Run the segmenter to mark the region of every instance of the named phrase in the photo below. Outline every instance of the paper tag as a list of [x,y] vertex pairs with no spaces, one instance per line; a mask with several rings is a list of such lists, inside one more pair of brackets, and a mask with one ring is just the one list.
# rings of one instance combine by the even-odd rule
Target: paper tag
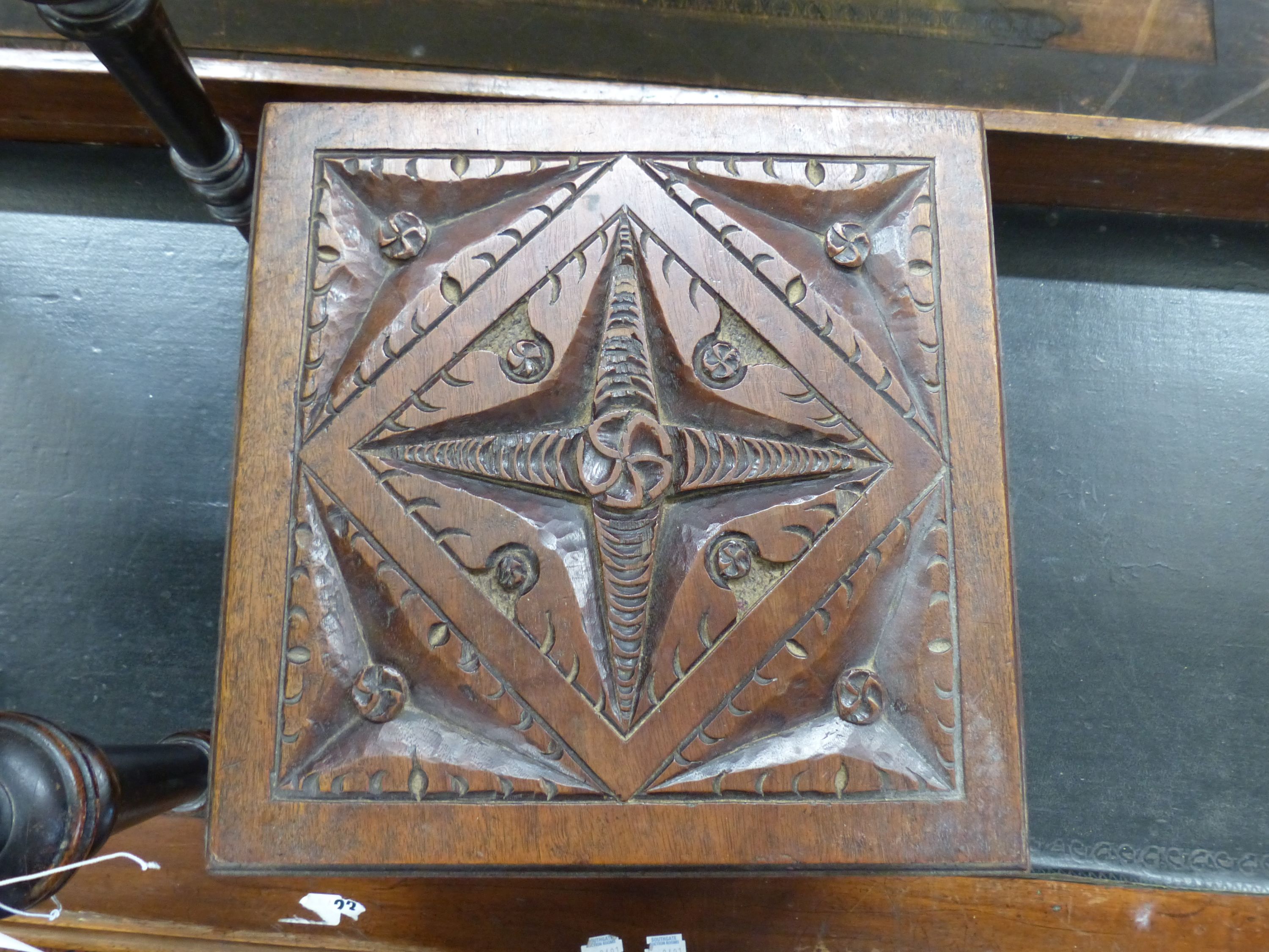
[[626,952],[626,946],[615,935],[591,935],[581,952]]
[[648,935],[647,948],[643,952],[688,952],[688,943],[678,932],[673,935]]
[[13,935],[5,935],[0,932],[0,948],[11,948],[13,952],[39,952],[34,946],[28,946],[25,942],[15,939]]
[[319,919],[305,919],[302,915],[292,915],[278,919],[279,923],[298,923],[302,925],[339,925],[341,916],[357,919],[365,911],[365,906],[355,899],[348,899],[338,892],[310,892],[299,900],[299,905],[316,913]]

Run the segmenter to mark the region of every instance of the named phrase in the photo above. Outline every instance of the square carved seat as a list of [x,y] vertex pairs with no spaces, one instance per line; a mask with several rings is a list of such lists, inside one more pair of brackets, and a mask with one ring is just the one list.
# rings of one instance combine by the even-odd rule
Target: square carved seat
[[261,143],[213,866],[1025,862],[975,114]]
- - - - - - -
§ What this task involves
Copy both items above word for word, leaving out any picture.

§ Exercise result
Run the segmenter to mark the region of every instance of the named phrase in the photo below. Outline every instance of the paper tag as a list of [x,y] vertex pairs with no spaces, one instance per line; a mask with several rings is a list of such lists, inside one more pair of brackets, and a mask with one ring is just the one list.
# rings of one instance combine by the even-odd rule
Target: paper tag
[[626,952],[626,946],[615,935],[591,935],[581,952]]
[[648,935],[647,948],[643,952],[688,952],[688,943],[678,932],[673,935]]
[[13,935],[5,935],[0,932],[0,948],[11,948],[13,952],[39,952],[34,946],[28,946],[25,942],[15,939]]
[[319,919],[305,919],[302,915],[292,915],[278,919],[279,923],[298,923],[302,925],[339,925],[341,916],[357,919],[365,911],[365,906],[355,899],[348,899],[338,892],[310,892],[299,900],[299,905],[316,913]]

Run the segmenter to mark the region of every instance of the named phrase in the photo above. Outline every instance of the square carved seat as a list of [x,y] vertex pairs with no spaces, one instance per line; a mask with several rings is a list of such lists, inside one more pair of brackets, and a mask with one ring is just the one list.
# rings of one instance combine by the even-odd rule
Target: square carved seat
[[261,143],[213,866],[1025,862],[975,114]]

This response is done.